Copy the data as given. No line may be skipped.

######

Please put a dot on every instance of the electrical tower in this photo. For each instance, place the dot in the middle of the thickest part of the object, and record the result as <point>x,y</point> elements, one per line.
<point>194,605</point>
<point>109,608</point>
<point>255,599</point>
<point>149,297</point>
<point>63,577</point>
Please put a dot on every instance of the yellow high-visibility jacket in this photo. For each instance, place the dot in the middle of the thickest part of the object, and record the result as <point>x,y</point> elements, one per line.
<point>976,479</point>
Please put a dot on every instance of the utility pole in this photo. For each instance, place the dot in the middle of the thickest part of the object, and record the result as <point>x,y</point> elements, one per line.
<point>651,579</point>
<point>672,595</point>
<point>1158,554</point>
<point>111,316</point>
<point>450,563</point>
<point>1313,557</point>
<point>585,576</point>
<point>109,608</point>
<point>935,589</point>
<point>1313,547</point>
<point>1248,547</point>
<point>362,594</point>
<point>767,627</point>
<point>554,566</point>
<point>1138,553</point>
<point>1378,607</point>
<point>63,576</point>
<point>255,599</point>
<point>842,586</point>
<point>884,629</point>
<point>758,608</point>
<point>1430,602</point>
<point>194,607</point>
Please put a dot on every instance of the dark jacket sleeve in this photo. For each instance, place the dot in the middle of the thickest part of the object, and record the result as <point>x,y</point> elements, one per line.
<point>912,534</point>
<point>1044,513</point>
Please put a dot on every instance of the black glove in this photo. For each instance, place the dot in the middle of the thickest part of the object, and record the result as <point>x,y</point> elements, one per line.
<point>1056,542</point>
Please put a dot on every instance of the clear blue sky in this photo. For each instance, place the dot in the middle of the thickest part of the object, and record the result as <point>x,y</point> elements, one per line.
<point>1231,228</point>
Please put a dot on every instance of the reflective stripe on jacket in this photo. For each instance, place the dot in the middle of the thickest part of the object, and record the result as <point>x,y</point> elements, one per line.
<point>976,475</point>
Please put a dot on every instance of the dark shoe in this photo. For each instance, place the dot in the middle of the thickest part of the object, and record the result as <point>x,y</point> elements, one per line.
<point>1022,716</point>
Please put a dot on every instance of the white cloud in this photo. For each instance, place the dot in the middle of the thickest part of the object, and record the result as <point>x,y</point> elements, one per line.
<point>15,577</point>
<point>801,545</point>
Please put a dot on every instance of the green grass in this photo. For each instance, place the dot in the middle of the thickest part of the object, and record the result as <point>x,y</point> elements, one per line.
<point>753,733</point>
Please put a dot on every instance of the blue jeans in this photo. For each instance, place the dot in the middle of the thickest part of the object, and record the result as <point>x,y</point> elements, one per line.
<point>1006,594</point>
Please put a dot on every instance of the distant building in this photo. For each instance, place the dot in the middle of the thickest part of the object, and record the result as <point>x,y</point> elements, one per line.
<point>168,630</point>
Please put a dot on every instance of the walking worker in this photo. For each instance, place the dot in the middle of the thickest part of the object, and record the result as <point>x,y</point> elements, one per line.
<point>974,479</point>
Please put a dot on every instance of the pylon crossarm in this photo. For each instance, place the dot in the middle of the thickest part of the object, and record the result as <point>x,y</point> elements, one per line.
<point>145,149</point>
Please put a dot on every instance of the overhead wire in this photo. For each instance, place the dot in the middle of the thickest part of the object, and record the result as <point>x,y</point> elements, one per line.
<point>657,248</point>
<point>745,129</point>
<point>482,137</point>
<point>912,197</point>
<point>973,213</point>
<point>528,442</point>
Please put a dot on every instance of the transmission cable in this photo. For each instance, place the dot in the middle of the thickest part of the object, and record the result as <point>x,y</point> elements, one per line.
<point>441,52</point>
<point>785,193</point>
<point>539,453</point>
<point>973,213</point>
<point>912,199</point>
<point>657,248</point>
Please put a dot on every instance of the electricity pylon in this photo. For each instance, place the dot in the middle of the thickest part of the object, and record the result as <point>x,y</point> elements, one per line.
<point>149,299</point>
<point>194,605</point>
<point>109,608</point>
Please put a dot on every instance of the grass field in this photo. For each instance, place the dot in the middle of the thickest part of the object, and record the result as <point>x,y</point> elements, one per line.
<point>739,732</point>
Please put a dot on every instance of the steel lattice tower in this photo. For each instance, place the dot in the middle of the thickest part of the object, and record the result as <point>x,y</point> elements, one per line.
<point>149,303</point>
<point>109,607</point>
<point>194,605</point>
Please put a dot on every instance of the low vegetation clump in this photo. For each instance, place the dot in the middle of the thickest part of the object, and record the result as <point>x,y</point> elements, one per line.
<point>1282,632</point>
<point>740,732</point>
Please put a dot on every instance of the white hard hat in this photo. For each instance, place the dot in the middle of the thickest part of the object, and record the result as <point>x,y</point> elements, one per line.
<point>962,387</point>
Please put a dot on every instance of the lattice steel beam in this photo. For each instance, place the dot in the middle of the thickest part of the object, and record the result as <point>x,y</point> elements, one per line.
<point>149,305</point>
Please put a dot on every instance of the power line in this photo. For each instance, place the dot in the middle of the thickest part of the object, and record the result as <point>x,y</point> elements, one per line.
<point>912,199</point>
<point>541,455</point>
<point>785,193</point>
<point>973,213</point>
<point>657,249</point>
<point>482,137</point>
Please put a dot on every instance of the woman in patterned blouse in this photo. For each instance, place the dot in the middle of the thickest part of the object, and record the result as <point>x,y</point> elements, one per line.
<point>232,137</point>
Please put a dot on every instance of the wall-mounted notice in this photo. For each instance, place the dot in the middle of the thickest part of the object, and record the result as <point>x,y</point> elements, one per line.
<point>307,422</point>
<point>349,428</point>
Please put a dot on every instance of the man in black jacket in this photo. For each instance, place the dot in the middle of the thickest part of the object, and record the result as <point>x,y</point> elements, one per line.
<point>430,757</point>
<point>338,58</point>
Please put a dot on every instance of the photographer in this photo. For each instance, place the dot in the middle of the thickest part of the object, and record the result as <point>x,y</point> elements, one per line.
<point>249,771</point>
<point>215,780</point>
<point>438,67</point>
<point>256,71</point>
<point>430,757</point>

######

** Answer space **
Please put a dot on every instance of the electrical tower in this photo. For each instance, place the dot in the middle of the thickest part of the object, and record the result as <point>x,y</point> elements, one per line.
<point>194,605</point>
<point>109,608</point>
<point>255,599</point>
<point>149,297</point>
<point>63,577</point>
Please put a dot on every instance of the yellow high-visibility jacket in this photo. For each instance, place the dot in the middle of the thickest part of the object, and record the result as <point>x,y</point> elements, one per line.
<point>976,479</point>
Please put a dot on every instance of the utility pole in this photo. For each instance, place the dot in the middle of the thickest part of the object, and record the result as <point>x,y</point> elements, one per line.
<point>651,579</point>
<point>672,595</point>
<point>1158,554</point>
<point>111,316</point>
<point>450,563</point>
<point>1313,557</point>
<point>585,576</point>
<point>109,608</point>
<point>935,589</point>
<point>1313,547</point>
<point>1248,547</point>
<point>362,594</point>
<point>767,627</point>
<point>554,566</point>
<point>1138,553</point>
<point>1378,607</point>
<point>63,576</point>
<point>255,599</point>
<point>842,586</point>
<point>884,629</point>
<point>758,608</point>
<point>1430,602</point>
<point>194,607</point>
Please put a dot on every instance of the dark jacket sleeve in this photo. For each instance, place the dot in the middle of the thickest part of the object, and record the result as <point>x,y</point> elements, one per line.
<point>912,534</point>
<point>1044,513</point>
Please put a dot on every instance of the black glove in this photo. For each instance, place the dot in the middle of the thickest part of the object, and record the result as <point>x,y</point> elements, one per line.
<point>1056,542</point>
Please put a dot on every instance of the clear blue sky in this photo. For each instance, place the dot in the middle of the thickest part of the object, and record the result as <point>x,y</point> elements, one per line.
<point>1231,228</point>
Please put a dot on every instance of the reflective stripe on jacket in this photo. For each instance, place the dot in the middle of the thickest part of the object, and record the result as <point>x,y</point> elements, one per line.
<point>976,475</point>
Please put a dot on every instance of the dark shoe in this photo. For each instance, place the dot in the middle of the thickest part of the object, and record the result as <point>x,y</point> elements, one per line.
<point>1022,716</point>
Please put a dot on every instance of the white cloud in this photo. For each instance, place the dot in the middle of the thickest part of the object, and record the result as <point>x,y</point> elements, one per line.
<point>15,577</point>
<point>801,545</point>
Please put a dot on every instance of the green grass in this photo. For each instance, place the dot in the middle of the thickest part of the object, and record the result as <point>x,y</point> elements, one per line.
<point>753,733</point>
Please put a dot on every instance of the blue jeans in this photo. For each instance, place the dot in the middle of the thickest part of the object, and record the result as <point>x,y</point> elements, one per line.
<point>1006,594</point>
Please put a dot on every instance of the distant building in this photo. For each instance, place the dot in the middle of the thickest part of the object, and record the result as <point>x,y</point> elements, one per line.
<point>168,630</point>
Please put a dot on every instance of the walking worker in this photo. For each instance, place the dot in the middle of the thickest part of the object, and record the result as <point>x,y</point> elements, one per line.
<point>974,479</point>
Please put a dot on every instance of the pylon crossarm in this photo. For each instance, place the dot in the middle of the thickest part of the object, and record the result as <point>x,y</point> elements, one per line.
<point>145,149</point>
Please put a dot on every instance of the overhead wire in this photo. For each instance, place the dot in the middle of the thickest part of the object, and record the result as <point>x,y</point> elements, one per line.
<point>657,248</point>
<point>745,129</point>
<point>482,137</point>
<point>912,197</point>
<point>973,213</point>
<point>528,442</point>
Please put a dot on every instance of the transmission cable in this photo. For each instance, place the dot in the middle of the thickest part of the object, and record the result as <point>x,y</point> elements, one per line.
<point>441,52</point>
<point>785,193</point>
<point>539,453</point>
<point>973,213</point>
<point>912,199</point>
<point>657,248</point>
Please put a dot on every instance of the electricity pylon in this photo. For each instance, place the dot in the middle of the thickest part of the object, and record the result as <point>x,y</point> elements, one per line.
<point>149,299</point>
<point>194,605</point>
<point>109,608</point>
Please put a dot on every instance of the grass field in this photo. For each instance, place the dot in the middle of the thickest part of the object, and record the result as <point>x,y</point> elements, one per line.
<point>739,732</point>
Please put a dot on every instance of the steel lattice tower in this photo. For each instance, place the dot in the middle of the thickest part of the object, and record the result as <point>x,y</point> elements, one per line.
<point>149,303</point>
<point>109,607</point>
<point>194,605</point>
Please put a dot on every instance of the low vegetation clump in this photo. For each instance, place the dot in the middle of the thickest part of the object, and record the result as <point>x,y</point> elements, one per line.
<point>1282,632</point>
<point>740,732</point>
Please put a dot on every instance of the white hard hat in this photo. For each instance, place the dot in the middle of the thickest part of the object, and record the result as <point>x,y</point> elements, one per line.
<point>962,387</point>
Please put a dot on every instance of the lattice steel beam in this photo. For each instance, place the dot in the middle of the thickest part of the object, and record the result as <point>x,y</point> elements, one per line.
<point>149,305</point>
Please put a dot on every instance of the power line in this photo. For each instance, place the dot in the middle of the thickest part of the object, and record the result as <point>x,y</point> elements, one per line.
<point>912,199</point>
<point>541,455</point>
<point>785,193</point>
<point>973,213</point>
<point>657,249</point>
<point>482,137</point>
Please put a dot on every instance of the woman in patterned blouse in this photo. For each instance, place the dot in the middle of the thickest part of the object, and record the result as <point>x,y</point> elements, one per line.
<point>232,137</point>
Please put a dot on every instance of the wall-mounted notice in this photo. For each instance, place the dot in the middle of the thickest part of the object, and record the result as <point>x,y</point> elements, one per line.
<point>307,422</point>
<point>349,428</point>
Please put a dot on every instance of the man in black jacket in this photo. For each instance, place the dot in the middle of the thickest part of the object, and record the result as <point>x,y</point> elements, one per line.
<point>430,757</point>
<point>338,58</point>
Please put a dot on every instance of the photographer in this photo. For each instance, place the dot in the middle of the thickest part of the object, and record the result as <point>x,y</point> elements, one per line.
<point>249,771</point>
<point>215,780</point>
<point>438,67</point>
<point>256,71</point>
<point>430,757</point>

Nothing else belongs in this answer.